EXERCISE PROMPT:
Switch every "tree trunk" in the data below to "tree stump" and give the lines again with nothing else changed.

──────────

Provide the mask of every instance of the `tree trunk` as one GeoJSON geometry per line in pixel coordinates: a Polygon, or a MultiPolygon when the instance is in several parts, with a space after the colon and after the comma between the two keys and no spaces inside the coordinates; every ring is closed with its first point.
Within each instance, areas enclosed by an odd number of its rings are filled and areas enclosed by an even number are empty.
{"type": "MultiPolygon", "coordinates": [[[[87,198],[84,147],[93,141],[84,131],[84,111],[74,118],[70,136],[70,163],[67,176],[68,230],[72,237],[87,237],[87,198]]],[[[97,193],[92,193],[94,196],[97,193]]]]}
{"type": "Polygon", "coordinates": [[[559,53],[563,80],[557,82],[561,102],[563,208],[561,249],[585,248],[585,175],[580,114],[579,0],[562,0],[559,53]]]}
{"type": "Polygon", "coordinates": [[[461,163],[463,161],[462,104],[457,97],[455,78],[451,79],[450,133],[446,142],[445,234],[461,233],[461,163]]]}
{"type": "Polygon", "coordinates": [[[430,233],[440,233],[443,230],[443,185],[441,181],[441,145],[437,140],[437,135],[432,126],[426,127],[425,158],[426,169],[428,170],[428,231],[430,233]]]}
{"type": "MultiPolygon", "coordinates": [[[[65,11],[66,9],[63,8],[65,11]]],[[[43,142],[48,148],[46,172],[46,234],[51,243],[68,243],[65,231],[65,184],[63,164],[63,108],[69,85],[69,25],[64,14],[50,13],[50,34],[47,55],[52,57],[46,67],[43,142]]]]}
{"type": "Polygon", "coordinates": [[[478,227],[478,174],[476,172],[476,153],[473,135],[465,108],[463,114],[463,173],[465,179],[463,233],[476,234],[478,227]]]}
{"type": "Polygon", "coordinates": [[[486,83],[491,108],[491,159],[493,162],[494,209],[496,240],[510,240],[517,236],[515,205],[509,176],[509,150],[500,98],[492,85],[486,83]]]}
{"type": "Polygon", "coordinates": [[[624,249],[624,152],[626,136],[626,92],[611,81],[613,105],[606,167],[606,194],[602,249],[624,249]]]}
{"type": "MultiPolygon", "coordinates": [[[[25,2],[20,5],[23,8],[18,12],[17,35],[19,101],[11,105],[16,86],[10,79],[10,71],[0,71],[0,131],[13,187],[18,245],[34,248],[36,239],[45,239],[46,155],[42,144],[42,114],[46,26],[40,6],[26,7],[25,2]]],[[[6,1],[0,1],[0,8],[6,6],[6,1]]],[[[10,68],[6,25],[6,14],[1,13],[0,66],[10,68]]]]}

──────────

WRITTEN ANSWER:
Provide the mask of every instance of the `tree stump` as one GeoJSON geometry per line in pixel coordinates: a Polygon, or a MultiPolygon when the instance is in several parts, with a space after the colon and after the comma between the two keys and no spaces inside the coordinates; every ring is closed with its first point.
Within each instance, areas enclosed by an odd number of its rings are filled and areas enclosed by an even number are empty.
{"type": "MultiPolygon", "coordinates": [[[[87,198],[84,147],[93,141],[84,131],[84,111],[74,118],[70,136],[70,163],[67,176],[68,230],[72,237],[87,237],[87,198]]],[[[97,193],[92,193],[94,196],[97,193]]]]}
{"type": "Polygon", "coordinates": [[[559,53],[563,80],[557,82],[561,102],[563,208],[561,249],[585,248],[585,175],[580,114],[579,0],[562,0],[559,53]]]}
{"type": "Polygon", "coordinates": [[[461,163],[463,161],[462,104],[457,97],[455,78],[451,79],[450,133],[446,142],[445,234],[461,233],[461,163]]]}
{"type": "Polygon", "coordinates": [[[430,233],[440,233],[443,230],[443,185],[441,181],[441,145],[437,140],[437,135],[432,126],[426,127],[425,158],[426,169],[428,170],[428,231],[430,233]]]}
{"type": "MultiPolygon", "coordinates": [[[[65,11],[66,9],[63,8],[65,11]]],[[[43,142],[48,148],[46,172],[46,234],[51,243],[68,243],[65,231],[65,184],[63,164],[63,108],[69,85],[69,25],[64,14],[50,13],[50,34],[47,55],[52,57],[46,67],[43,142]]]]}
{"type": "Polygon", "coordinates": [[[478,227],[478,174],[476,172],[476,153],[473,135],[465,108],[463,114],[463,173],[465,179],[463,233],[476,234],[478,227]]]}
{"type": "Polygon", "coordinates": [[[486,83],[491,108],[491,159],[493,162],[494,209],[496,240],[510,240],[517,236],[515,205],[509,176],[509,150],[500,98],[492,85],[486,83]]]}
{"type": "Polygon", "coordinates": [[[624,249],[624,152],[626,136],[626,92],[611,81],[613,105],[606,167],[606,194],[602,249],[624,249]]]}
{"type": "MultiPolygon", "coordinates": [[[[25,2],[20,5],[23,8],[18,12],[17,35],[19,101],[11,105],[16,86],[10,79],[10,71],[0,71],[0,131],[13,187],[18,245],[34,248],[36,239],[45,239],[46,155],[42,144],[42,114],[46,26],[40,6],[26,7],[25,2]]],[[[6,1],[0,1],[0,8],[6,6],[6,1]]],[[[10,68],[6,25],[6,14],[1,13],[0,66],[10,68]]]]}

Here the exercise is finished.